» **Instructions for the task**: Transcribe every line of the listing below without any deviation.

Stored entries

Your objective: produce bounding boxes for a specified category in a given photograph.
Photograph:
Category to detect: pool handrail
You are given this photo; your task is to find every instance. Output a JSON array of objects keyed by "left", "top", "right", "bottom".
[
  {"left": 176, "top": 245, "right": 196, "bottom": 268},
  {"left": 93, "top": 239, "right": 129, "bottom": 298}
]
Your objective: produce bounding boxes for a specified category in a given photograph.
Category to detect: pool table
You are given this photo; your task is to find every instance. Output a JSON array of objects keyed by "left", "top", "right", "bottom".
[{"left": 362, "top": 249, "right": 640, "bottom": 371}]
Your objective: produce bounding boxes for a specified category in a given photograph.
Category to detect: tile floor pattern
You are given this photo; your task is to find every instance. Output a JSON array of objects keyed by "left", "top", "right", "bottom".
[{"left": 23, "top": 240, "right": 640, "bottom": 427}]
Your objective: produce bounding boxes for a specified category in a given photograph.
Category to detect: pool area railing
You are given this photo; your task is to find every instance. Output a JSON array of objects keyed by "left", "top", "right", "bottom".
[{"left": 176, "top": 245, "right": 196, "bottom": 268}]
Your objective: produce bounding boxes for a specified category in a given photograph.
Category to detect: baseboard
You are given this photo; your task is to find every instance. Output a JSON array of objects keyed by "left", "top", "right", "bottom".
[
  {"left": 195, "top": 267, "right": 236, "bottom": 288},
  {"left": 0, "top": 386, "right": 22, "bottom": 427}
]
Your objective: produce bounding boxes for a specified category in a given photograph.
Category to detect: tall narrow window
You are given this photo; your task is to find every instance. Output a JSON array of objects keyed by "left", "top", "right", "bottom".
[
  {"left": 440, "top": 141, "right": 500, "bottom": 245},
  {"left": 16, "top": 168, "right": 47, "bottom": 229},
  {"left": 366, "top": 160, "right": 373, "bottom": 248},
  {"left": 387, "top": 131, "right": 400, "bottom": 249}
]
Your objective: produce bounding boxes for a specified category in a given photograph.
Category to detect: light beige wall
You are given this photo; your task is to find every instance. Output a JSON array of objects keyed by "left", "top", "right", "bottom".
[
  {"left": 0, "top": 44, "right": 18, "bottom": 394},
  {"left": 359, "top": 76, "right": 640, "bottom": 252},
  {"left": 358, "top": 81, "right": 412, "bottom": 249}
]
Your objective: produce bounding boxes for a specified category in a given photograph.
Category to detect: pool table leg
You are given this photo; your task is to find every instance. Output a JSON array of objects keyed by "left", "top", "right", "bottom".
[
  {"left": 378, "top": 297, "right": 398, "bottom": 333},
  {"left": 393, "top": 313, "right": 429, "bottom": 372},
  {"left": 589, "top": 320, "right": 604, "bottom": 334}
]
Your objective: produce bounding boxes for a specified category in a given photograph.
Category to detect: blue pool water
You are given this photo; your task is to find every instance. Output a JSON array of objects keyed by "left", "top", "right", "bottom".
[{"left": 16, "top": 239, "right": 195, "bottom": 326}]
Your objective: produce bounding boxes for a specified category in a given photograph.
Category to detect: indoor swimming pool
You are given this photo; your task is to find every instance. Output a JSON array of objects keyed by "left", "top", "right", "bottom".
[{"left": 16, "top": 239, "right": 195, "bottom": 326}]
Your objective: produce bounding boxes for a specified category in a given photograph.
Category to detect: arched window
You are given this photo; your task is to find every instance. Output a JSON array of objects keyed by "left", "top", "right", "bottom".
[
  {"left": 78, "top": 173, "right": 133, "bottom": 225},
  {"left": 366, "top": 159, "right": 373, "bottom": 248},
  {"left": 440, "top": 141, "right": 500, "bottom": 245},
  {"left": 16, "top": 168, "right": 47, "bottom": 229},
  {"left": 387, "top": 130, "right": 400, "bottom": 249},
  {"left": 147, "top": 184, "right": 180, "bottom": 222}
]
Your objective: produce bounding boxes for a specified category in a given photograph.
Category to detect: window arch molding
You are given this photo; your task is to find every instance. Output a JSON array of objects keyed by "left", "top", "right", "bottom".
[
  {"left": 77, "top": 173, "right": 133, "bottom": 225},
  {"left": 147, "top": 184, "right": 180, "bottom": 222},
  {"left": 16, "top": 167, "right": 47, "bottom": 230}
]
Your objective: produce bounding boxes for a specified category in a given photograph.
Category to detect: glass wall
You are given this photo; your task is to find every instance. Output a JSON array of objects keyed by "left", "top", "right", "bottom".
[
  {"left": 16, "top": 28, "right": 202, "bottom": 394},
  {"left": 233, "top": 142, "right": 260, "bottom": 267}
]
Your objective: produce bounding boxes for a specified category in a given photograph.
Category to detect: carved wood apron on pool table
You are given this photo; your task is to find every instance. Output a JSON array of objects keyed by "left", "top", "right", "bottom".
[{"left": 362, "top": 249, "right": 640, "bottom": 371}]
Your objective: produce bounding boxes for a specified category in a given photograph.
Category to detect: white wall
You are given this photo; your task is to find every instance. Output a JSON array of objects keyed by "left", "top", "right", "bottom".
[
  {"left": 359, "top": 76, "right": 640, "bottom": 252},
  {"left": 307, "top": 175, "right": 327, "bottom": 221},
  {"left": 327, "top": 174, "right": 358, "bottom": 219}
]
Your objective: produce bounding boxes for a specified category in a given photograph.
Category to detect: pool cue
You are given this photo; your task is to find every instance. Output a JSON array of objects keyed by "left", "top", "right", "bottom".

» **Exercise answer**:
Your objective: produce bounding boxes for a specified category in a given photograph.
Photograph:
Category to detect: pool handrail
You are given this photo; your task is to find every instance. Output a JSON array of objects keyed by "left", "top", "right", "bottom".
[
  {"left": 176, "top": 245, "right": 196, "bottom": 268},
  {"left": 93, "top": 239, "right": 129, "bottom": 298}
]
Your objective: produce bounding boxes for a specified category in a given photograph.
Category to detect: pool table
You are given this photo; your task is to find every instance. Output a JSON array of objects keyed by "left", "top", "right", "bottom".
[{"left": 362, "top": 249, "right": 640, "bottom": 371}]
Your objective: produce bounding boxes for a specified category in a given photograph.
Category to detect: tile floor pattern
You are given this photo; your task is to find every instance. Output a JSON array of objects keyed by "left", "top", "right", "bottom".
[{"left": 23, "top": 240, "right": 640, "bottom": 427}]
Your objective: produce bounding boxes for a specified category in a given photograph.
Category to detect: pool area railing
You are given this photo; your task is to find every instance. Output a JSON array of objects keyed by "left", "top", "right", "bottom".
[{"left": 176, "top": 245, "right": 196, "bottom": 268}]
Your objective: produce bounding boxes for a specified category in a given photograph.
Category to detect: baseboard
You are given this photo; your task is to find every instance. Output a JSON array of objects keyed by "left", "top", "right", "bottom".
[
  {"left": 195, "top": 267, "right": 236, "bottom": 288},
  {"left": 0, "top": 386, "right": 22, "bottom": 427}
]
Your objective: produce bounding boxes for a specified category in a given photograph.
Category to detect: tall narrow window
You are given this photo; your task is to find every instance. Output a JSON array of objects keyed by "left", "top", "right", "bottom".
[
  {"left": 440, "top": 141, "right": 500, "bottom": 245},
  {"left": 16, "top": 168, "right": 47, "bottom": 229},
  {"left": 366, "top": 160, "right": 373, "bottom": 248},
  {"left": 387, "top": 131, "right": 400, "bottom": 249}
]
Your objective: produce bounding boxes for a specified category in a given photograph.
Category to detect: light beige wall
You are given this photo; your task is to find every instance. Output a JSON array of objects keyed by "left", "top", "right", "bottom".
[
  {"left": 0, "top": 44, "right": 18, "bottom": 394},
  {"left": 359, "top": 76, "right": 640, "bottom": 252},
  {"left": 358, "top": 81, "right": 412, "bottom": 249}
]
Your objective: produce bounding boxes for a specified category in a given photograph.
Category to detect: pool table leg
You are given this photo; your task is to find every instance. Output a JSON array of objects keyed by "left", "top", "right", "bottom".
[
  {"left": 378, "top": 297, "right": 398, "bottom": 333},
  {"left": 393, "top": 313, "right": 429, "bottom": 372},
  {"left": 589, "top": 320, "right": 604, "bottom": 334}
]
Your objective: produce bounding boxes for a specified category in a given photograph.
Category to detect: blue pool water
You are given this photo; your task is to find every instance. Output a JSON array of objects keyed by "left", "top", "right", "bottom".
[{"left": 16, "top": 239, "right": 195, "bottom": 326}]
Your objective: produce bounding boxes for a specified category in a given photograph.
Category to detect: indoor swimming pool
You are given this photo; your task is to find every instance. Output a JSON array of objects keyed by "left", "top", "right", "bottom".
[{"left": 16, "top": 239, "right": 195, "bottom": 326}]
Your objective: produce bounding boxes for a specified category in a given photograph.
Category to detect: arched window
You are given this photo; your task is to find every instance. Output a JSON array of objects keyed by "left", "top", "right", "bottom".
[
  {"left": 78, "top": 173, "right": 133, "bottom": 225},
  {"left": 366, "top": 159, "right": 373, "bottom": 248},
  {"left": 440, "top": 141, "right": 500, "bottom": 245},
  {"left": 16, "top": 168, "right": 47, "bottom": 229},
  {"left": 387, "top": 130, "right": 400, "bottom": 249},
  {"left": 147, "top": 184, "right": 180, "bottom": 222}
]
Your objective: produce bounding boxes for a specified category in a given photograph.
Category to detect: window arch molding
You are given this photo; your task is to find every instance. Output a JSON array of objects keyed by "left", "top", "right", "bottom".
[
  {"left": 77, "top": 173, "right": 133, "bottom": 225},
  {"left": 147, "top": 184, "right": 180, "bottom": 222},
  {"left": 16, "top": 167, "right": 47, "bottom": 230}
]
Your objective: produce bounding boxes for a specified category in a given photograph.
Category to detect: glass wall
You are given this photo; your task is to find every instance. Output a JSON array of objects keyed by "left", "top", "right", "bottom".
[
  {"left": 16, "top": 28, "right": 202, "bottom": 394},
  {"left": 233, "top": 142, "right": 260, "bottom": 267}
]
Your objective: produce bounding boxes for a specified category in a given photograph.
Category to detect: carved wood apron on pool table
You are given this photo; your task is to find every instance. Output a JSON array of objects keyed by "left", "top", "right", "bottom".
[{"left": 362, "top": 249, "right": 640, "bottom": 371}]
Your objective: produce bounding boxes for a specified category in a given photograph.
Category to detect: white wall
You are given this photo; your task is to find every instance. Output a JSON array of objects keyed by "left", "top", "right", "bottom".
[
  {"left": 359, "top": 76, "right": 640, "bottom": 252},
  {"left": 307, "top": 175, "right": 327, "bottom": 221},
  {"left": 327, "top": 174, "right": 358, "bottom": 219}
]
Your objective: produce bounding boxes for a specified category in a given photograph.
Category to detect: pool cue
You are given this photo; your task is to find every instance. Output a JSON array of objects keyed by "left", "top", "right", "bottom".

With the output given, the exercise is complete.